**Texto da página**
Diz-se por aí, e tenho visto com estes olhinhos que a terra há-de comer, que o João a partir do momento em que foi escolhido por esta doença, foi também apadrinhado por um daqueles adjectivos tão portugueses que metem dó.Nada mais nada menos, do que aquela palavra tão vulgar e diária, como "coitadinho". Sim, o João foi ao registo civil e mudou o nome de João Matias para João Coitadinho Matias. Isto porque, não fazia sentido, ser apelidado pelo nome previsto, quando trazia consigo tantas dificuldades e entraves a uma vida "normal." (normal considerado aqui como socialmente agradável e aceite)
Bem, como a ironia e a vida, se cruzam tantas vezes, calhou que o João não se deixasse seduzir pelo seu novo nome . Aposto que foi preguiça ao escrever! É que pensando que não, de tanta vez  que teve que escrever coitado ( na escolinha, em papéis burocráticos, na inscrição do cartão do continente,)  cansou-se.. 
Até pela palavra chata e desnecessária que é.

[Entradas de dados guardadas]
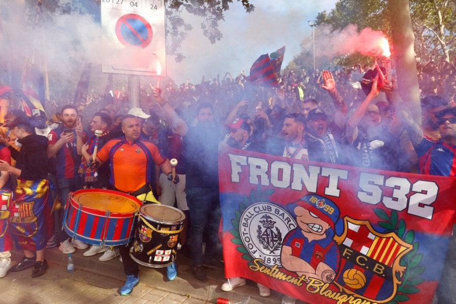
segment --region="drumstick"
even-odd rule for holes
[[[177,166],[177,160],[176,159],[172,159],[169,161],[169,163],[173,167],[173,180],[176,179],[176,166]]]
[[[98,138],[103,135],[103,131],[101,130],[96,130],[95,134],[97,138],[95,139],[95,145],[93,148],[93,154],[92,156],[92,160],[94,161],[97,159],[97,150],[98,149]]]

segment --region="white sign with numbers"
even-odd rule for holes
[[[103,48],[110,50],[103,72],[166,75],[164,2],[100,0]]]

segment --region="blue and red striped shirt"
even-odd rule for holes
[[[56,129],[52,130],[48,135],[48,144],[54,144],[60,138],[60,134],[63,132],[65,127],[60,125]],[[74,139],[71,142],[63,145],[57,151],[55,156],[56,177],[61,178],[72,178],[79,176],[78,171],[81,166],[81,155],[78,155],[76,149],[76,131],[72,130]],[[85,135],[85,132],[84,132]],[[86,136],[83,136],[83,141],[85,142]]]
[[[432,141],[424,138],[415,147],[418,155],[420,173],[443,176],[456,176],[456,146]]]

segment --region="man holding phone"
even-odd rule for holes
[[[81,162],[81,149],[86,141],[86,133],[83,130],[81,120],[75,107],[67,105],[61,111],[62,124],[52,130],[48,135],[48,156],[55,157],[56,180],[60,202],[59,222],[63,222],[63,207],[70,191],[82,189],[82,178],[78,173]],[[66,254],[75,251],[74,247],[86,249],[88,247],[79,240],[69,241],[69,236],[64,230],[60,236],[59,249]]]

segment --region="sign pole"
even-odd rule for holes
[[[139,75],[128,75],[128,100],[130,108],[139,107]]]

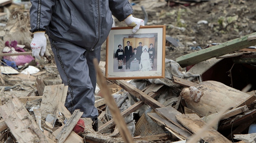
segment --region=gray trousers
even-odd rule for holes
[[[83,112],[82,117],[96,118],[98,111],[94,106],[94,93],[97,74],[93,59],[96,58],[100,61],[101,47],[87,51],[72,43],[49,39],[62,82],[68,86],[65,106],[71,114],[79,109]]]

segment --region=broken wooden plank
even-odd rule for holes
[[[165,107],[124,80],[115,80],[112,82],[153,108]]]
[[[63,128],[65,125],[63,125],[55,130],[50,135],[50,139],[55,140],[55,138]],[[55,142],[54,142],[55,143]],[[83,143],[83,139],[74,132],[72,131],[65,141],[65,143]]]
[[[182,56],[176,59],[176,61],[182,67],[193,65],[213,57],[219,57],[251,46],[256,44],[256,40],[248,41],[248,36],[256,33],[243,36],[219,45]]]
[[[47,139],[15,95],[1,99],[0,114],[19,143],[48,143]]]
[[[249,109],[247,107],[247,106],[244,105],[236,108],[233,109],[231,110],[227,111],[226,113],[223,114],[220,118],[220,120],[223,120],[224,119],[227,119],[231,117],[235,116],[236,115],[240,114],[241,113],[244,112],[245,111],[248,110]],[[206,122],[208,122],[208,121],[211,120],[213,119],[216,118],[216,117],[219,114],[219,112],[212,114],[207,116],[204,117],[202,118],[203,120]],[[215,129],[217,129],[218,126],[218,122],[217,123],[217,124],[215,125]]]
[[[247,105],[243,105],[228,111],[221,117],[220,120],[227,119],[230,117],[238,115],[249,110]]]
[[[252,118],[255,118],[254,116],[255,115],[256,115],[256,110],[254,110],[243,117],[232,121],[232,123],[228,122],[226,122],[226,124],[223,124],[219,127],[218,130],[222,130],[234,128],[243,123],[245,123],[251,120]]]
[[[206,125],[205,122],[196,114],[179,115],[176,118],[181,124],[194,134],[199,132]],[[200,135],[202,139],[209,143],[232,143],[212,128]]]
[[[185,87],[194,86],[197,84],[176,76],[171,77],[172,82],[176,84]]]
[[[87,143],[121,143],[124,141],[120,138],[115,138],[93,132],[87,133],[85,135],[85,140]]]
[[[228,54],[224,55],[221,56],[216,57],[216,59],[224,59],[227,58],[231,58],[232,57],[238,57],[243,55],[243,54],[239,53],[233,53],[231,54]]]
[[[0,0],[0,6],[4,6],[12,2],[13,2],[12,0]]]
[[[161,86],[159,86],[159,85],[161,85]],[[158,84],[158,86],[157,88],[161,88],[163,86],[163,84]],[[151,84],[150,86],[155,86],[155,85],[154,84]],[[148,94],[148,96],[150,96],[152,98],[154,98],[155,97],[159,95],[163,90],[165,90],[164,88],[162,88],[161,89],[157,90],[156,92],[154,92],[150,91],[151,90],[151,88],[148,88],[147,89],[145,90],[145,94]],[[148,92],[148,93],[147,93]],[[144,103],[142,101],[138,101],[134,105],[128,107],[128,108],[127,108],[126,110],[124,111],[122,113],[121,113],[121,115],[123,117],[125,117],[134,111],[139,109],[139,108],[142,106],[144,104]],[[105,130],[107,130],[114,125],[114,120],[112,119],[102,126],[100,126],[99,128],[98,132],[101,133],[103,132]]]
[[[204,116],[202,116],[201,115],[199,114],[196,113],[196,112],[194,111],[191,110],[191,109],[186,107],[184,107],[184,114],[195,114],[197,115],[198,116],[199,116],[199,117],[200,117],[200,118],[202,118]]]
[[[177,120],[176,117],[175,117],[176,115],[182,114],[172,107],[169,106],[162,108],[156,108],[156,110],[157,111],[158,113],[166,118],[170,122],[172,123],[172,124],[175,124],[182,130],[188,131],[186,128],[184,128],[184,126],[182,125]]]
[[[173,130],[180,136],[179,137],[181,137],[183,139],[189,139],[191,136],[191,134],[189,132],[181,129],[170,122],[162,118],[156,113],[148,113],[147,115],[152,118]]]
[[[0,132],[8,128],[8,126],[5,123],[5,122],[3,119],[0,120]]]
[[[55,114],[59,101],[63,101],[63,95],[67,95],[67,89],[64,84],[45,86],[40,106],[42,117],[46,118],[49,113]]]
[[[240,103],[234,106],[233,108],[234,109],[244,105],[248,105],[249,104],[252,103],[252,102],[255,101],[255,100],[256,100],[256,94],[254,93],[254,94],[242,101],[242,102],[241,102]]]
[[[79,110],[76,109],[74,111],[70,118],[67,121],[67,123],[55,138],[58,143],[64,143],[69,134],[72,132],[73,129],[83,114],[83,112],[79,111]]]
[[[24,104],[26,104],[27,101],[31,101],[37,99],[41,99],[43,96],[22,97],[18,98],[20,101]]]
[[[168,128],[167,127],[165,127],[165,129],[166,130],[167,130],[168,131],[170,132],[171,132],[171,134],[172,134],[173,135],[174,135],[174,136],[176,137],[177,137],[177,138],[179,139],[180,139],[180,141],[183,141],[183,140],[184,140],[182,138],[180,137],[180,136],[179,136],[178,135],[177,135],[175,132],[174,132],[174,131],[173,131],[170,129]]]
[[[255,39],[256,39],[256,35],[250,35],[248,36],[248,38],[247,38],[247,40],[248,41]]]
[[[222,59],[211,58],[205,61],[201,61],[193,66],[188,72],[202,75]]]
[[[239,125],[235,129],[232,130],[231,132],[226,137],[227,138],[230,140],[232,140],[234,137],[234,134],[238,134],[243,132],[246,129],[248,129],[248,128],[249,128],[252,124],[253,124],[253,122],[254,122],[255,120],[256,120],[256,118],[252,118],[251,120]]]
[[[106,103],[109,107],[111,114],[113,117],[114,121],[117,126],[121,136],[124,142],[126,143],[133,143],[133,140],[132,138],[132,135],[128,130],[124,119],[121,115],[120,110],[119,110],[114,98],[111,95],[111,93],[108,88],[107,84],[104,82],[106,80],[100,72],[100,67],[97,65],[98,63],[96,59],[95,59],[93,60],[93,63],[95,68],[97,69],[97,75],[98,76],[98,78],[97,78],[97,82],[99,84],[101,90],[104,93],[105,93],[104,98],[106,100]]]
[[[152,135],[145,137],[135,137],[133,139],[136,140],[147,141],[149,142],[166,141],[168,139],[168,134],[163,134],[156,135]]]
[[[252,134],[245,134],[245,135],[234,135],[234,139],[242,140],[245,143],[255,143],[254,139],[256,138],[256,133],[253,133]],[[240,143],[240,142],[239,142]]]
[[[37,89],[37,93],[39,96],[43,96],[44,87],[46,85],[43,82],[43,76],[41,77],[39,76],[36,79],[36,87]]]
[[[105,103],[105,99],[104,98],[101,98],[95,101],[94,106],[98,107],[104,105]]]

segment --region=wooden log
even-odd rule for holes
[[[180,96],[188,108],[206,116],[219,112],[224,105],[234,107],[249,95],[219,82],[206,81],[183,89]]]
[[[100,69],[97,65],[98,63],[96,59],[94,59],[93,63],[95,68],[97,69],[98,76],[98,78],[97,78],[97,82],[98,83],[101,90],[104,93],[105,93],[104,95],[104,98],[106,100],[106,103],[109,108],[115,123],[119,129],[123,139],[126,143],[133,143],[134,141],[132,138],[132,135],[128,130],[124,119],[121,115],[120,110],[119,110],[113,97],[111,95],[111,93],[108,88],[107,84],[104,82],[106,80],[100,72]]]
[[[179,115],[176,116],[176,118],[183,126],[194,134],[199,132],[206,125],[205,122],[196,114]],[[208,143],[232,143],[212,128],[200,135],[202,139]]]
[[[19,143],[48,143],[22,104],[15,95],[3,97],[0,114]]]
[[[67,92],[67,88],[65,86],[64,84],[45,86],[40,106],[42,117],[46,118],[49,113],[55,114],[59,101],[65,102]]]
[[[72,132],[73,129],[80,119],[82,114],[83,112],[79,111],[78,109],[76,109],[74,111],[69,120],[67,121],[67,123],[55,138],[55,139],[57,141],[57,143],[62,143],[64,142],[69,134]]]
[[[150,86],[155,86],[156,85],[154,84],[150,85]],[[152,98],[154,98],[155,97],[161,94],[161,93],[163,92],[163,91],[165,90],[165,89],[164,89],[164,88],[161,88],[161,89],[159,89],[159,88],[162,87],[163,86],[163,85],[161,85],[161,86],[159,86],[159,84],[158,85],[156,88],[158,89],[158,90],[157,90],[156,92],[152,91],[152,90],[154,91],[154,90],[152,89],[152,88],[149,88],[146,90],[145,90],[144,93],[145,93],[148,94],[148,96],[150,96]],[[142,106],[144,104],[144,102],[142,102],[142,101],[138,101],[129,107],[128,108],[123,111],[122,113],[121,113],[121,115],[123,117],[125,117],[132,112],[139,109],[139,108]],[[107,122],[103,124],[102,126],[100,127],[99,128],[98,131],[100,132],[103,132],[105,130],[107,130],[114,125],[114,120],[113,119],[111,119]]]
[[[256,44],[256,40],[247,40],[248,36],[256,33],[243,36],[219,45],[206,48],[176,59],[176,61],[182,67],[193,65],[213,57],[219,57]]]

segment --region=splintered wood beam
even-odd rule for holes
[[[50,138],[51,140],[53,141],[55,140],[56,142],[57,142],[55,139],[55,137],[57,137],[58,135],[61,131],[61,130],[63,128],[65,125],[62,125],[60,126],[58,129],[55,130],[54,132],[52,132],[50,135]],[[55,143],[55,142],[54,142]],[[84,143],[83,139],[78,135],[77,133],[74,131],[71,131],[71,132],[68,135],[65,141],[65,143]]]
[[[44,87],[46,85],[43,82],[43,76],[38,76],[36,79],[35,82],[37,93],[39,96],[43,96]]]
[[[256,35],[254,33],[219,45],[182,56],[176,61],[182,67],[193,65],[213,57],[219,57],[256,44],[256,40],[248,40],[249,36]],[[249,40],[250,39],[249,39]]]
[[[233,109],[235,109],[238,107],[239,107],[244,105],[248,105],[251,104],[252,102],[255,101],[256,100],[256,93],[255,93],[251,95],[249,97],[248,97],[245,100],[242,101],[241,103],[237,104],[237,105],[235,106]]]
[[[72,132],[73,129],[82,115],[83,112],[81,112],[79,110],[76,109],[74,111],[71,118],[67,121],[64,127],[55,138],[55,139],[57,141],[57,143],[64,143],[69,134]]]
[[[64,104],[67,93],[67,86],[64,84],[46,86],[40,106],[42,117],[46,118],[49,113],[55,114],[59,103]]]
[[[170,122],[163,119],[156,113],[148,113],[147,114],[151,118],[154,119],[154,120],[167,127],[175,132],[176,136],[178,136],[179,138],[181,138],[183,139],[189,139],[191,136],[191,133],[189,132],[186,131],[181,129]]]
[[[0,120],[0,132],[7,128],[8,126],[3,119]]]
[[[2,97],[1,101],[2,105],[0,106],[0,114],[18,142],[48,142],[15,95]]]
[[[156,108],[156,110],[158,113],[166,118],[169,121],[171,122],[178,127],[185,131],[189,131],[182,125],[177,120],[177,119],[176,119],[175,116],[177,115],[182,114],[175,109],[173,108],[172,107],[167,107],[163,108]]]
[[[26,104],[28,101],[31,101],[37,99],[41,99],[43,96],[21,97],[18,98],[22,103]]]
[[[197,84],[173,76],[171,77],[172,82],[176,84],[185,87],[195,86]]]
[[[112,81],[154,109],[165,107],[124,80],[115,80]]]
[[[201,61],[193,66],[188,72],[202,75],[222,59],[211,58],[205,61]]]
[[[177,120],[194,134],[198,134],[206,125],[204,121],[196,114],[181,114],[176,116]],[[232,143],[230,140],[211,127],[202,134],[199,134],[205,141],[213,143]],[[192,138],[191,140],[193,139]],[[195,143],[196,141],[194,141]]]
[[[163,86],[163,85],[162,85],[162,86],[159,86],[160,85],[160,84],[157,84],[157,86],[158,86],[157,87],[157,88],[161,88]],[[150,86],[154,86],[154,85],[151,84]],[[145,94],[148,94],[148,96],[150,96],[152,98],[154,98],[155,97],[159,95],[162,92],[165,90],[164,88],[161,88],[160,89],[158,89],[157,91],[154,92],[154,91],[152,91],[152,88],[149,88],[144,92]],[[125,117],[127,116],[128,115],[130,114],[132,112],[139,109],[144,104],[144,102],[141,101],[138,101],[134,105],[128,107],[128,108],[127,108],[126,110],[124,111],[122,113],[121,113],[121,115],[124,117]],[[99,127],[98,132],[101,133],[104,132],[105,130],[106,130],[108,128],[111,128],[115,124],[114,124],[114,120],[112,119],[110,120],[108,122],[104,124],[102,126]]]
[[[97,59],[93,59],[93,63],[95,66],[95,69],[97,69],[97,74],[98,78],[97,78],[97,82],[98,83],[100,89],[104,93],[104,98],[106,100],[106,103],[108,106],[111,115],[113,116],[114,121],[117,125],[120,133],[125,143],[133,143],[134,141],[132,138],[132,135],[128,130],[128,128],[124,121],[124,119],[121,115],[120,110],[118,109],[117,104],[115,101],[114,98],[111,95],[111,93],[108,89],[107,85],[106,82],[106,80],[102,74],[100,67],[98,66],[98,61]]]

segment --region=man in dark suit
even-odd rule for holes
[[[139,55],[140,53],[138,52],[138,50],[137,50],[136,48],[135,48],[133,49],[133,51],[134,51],[134,52],[132,53],[132,57],[129,60],[129,63],[130,63],[132,61],[134,60],[136,58],[137,60],[139,61],[139,64],[141,62],[141,55]]]
[[[128,67],[130,69],[130,62],[129,62],[129,60],[132,57],[132,47],[130,46],[130,41],[128,41],[126,42],[127,46],[124,47],[124,57],[125,58],[125,67],[126,69]]]
[[[141,55],[141,53],[142,53],[142,47],[143,46],[141,46],[142,44],[142,43],[141,42],[139,42],[139,46],[137,47],[137,52],[138,54],[139,55],[140,57]]]

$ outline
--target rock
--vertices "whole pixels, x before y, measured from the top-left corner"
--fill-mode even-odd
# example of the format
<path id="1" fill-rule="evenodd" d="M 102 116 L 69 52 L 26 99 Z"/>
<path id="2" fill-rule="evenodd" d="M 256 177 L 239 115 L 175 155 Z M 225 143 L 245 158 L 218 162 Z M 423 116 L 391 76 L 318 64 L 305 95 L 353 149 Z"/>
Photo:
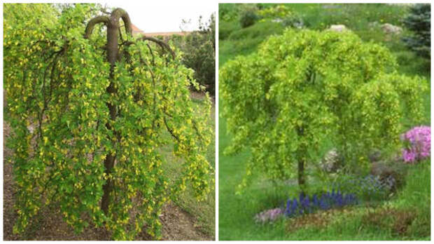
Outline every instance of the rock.
<path id="1" fill-rule="evenodd" d="M 349 29 L 344 25 L 332 25 L 328 29 L 337 32 L 342 32 L 349 30 Z"/>
<path id="2" fill-rule="evenodd" d="M 319 162 L 321 168 L 327 172 L 334 172 L 341 166 L 341 157 L 336 149 L 328 151 Z"/>
<path id="3" fill-rule="evenodd" d="M 386 34 L 398 34 L 402 32 L 402 28 L 389 23 L 382 25 L 382 29 Z"/>
<path id="4" fill-rule="evenodd" d="M 379 161 L 382 159 L 382 152 L 378 149 L 374 149 L 368 156 L 371 163 Z"/>

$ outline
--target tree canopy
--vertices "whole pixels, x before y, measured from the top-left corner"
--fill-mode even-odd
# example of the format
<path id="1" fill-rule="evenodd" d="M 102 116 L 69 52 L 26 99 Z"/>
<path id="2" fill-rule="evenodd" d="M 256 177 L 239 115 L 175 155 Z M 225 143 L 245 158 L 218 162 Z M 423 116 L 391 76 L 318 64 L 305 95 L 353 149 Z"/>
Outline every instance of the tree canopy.
<path id="1" fill-rule="evenodd" d="M 258 50 L 220 69 L 223 115 L 233 134 L 225 153 L 250 147 L 248 175 L 298 177 L 337 148 L 349 170 L 365 168 L 374 148 L 396 149 L 402 119 L 421 116 L 427 82 L 400 75 L 384 46 L 351 32 L 295 30 L 272 36 Z"/>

**Com esta informação**
a) Edite o trecho do texto sobre o João que vai de "Bem, como a" até "desnecessária que é.", substituindo "preguiça" por "pressa".
b) Traduza para inglês esta frase do texto sobre o João: "Aposto que foi preguiça ao escrever!"

**Respostas por ordem**
a)
Bem, como a ironia e a vida, se cruzam tantas vezes, calhou que o João não se deixasse seduzir pelo seu novo nome . Aposto que foi pressa ao escrever! É que pensando que não, de tanta vez  que teve que escrever coitado ( na escolinha, em papéis burocráticos, na inscrição do cartão do continente,)  cansou-se.. 
Até pela palavra chata e desnecessária que é.

b) I bet it was laziness when writing!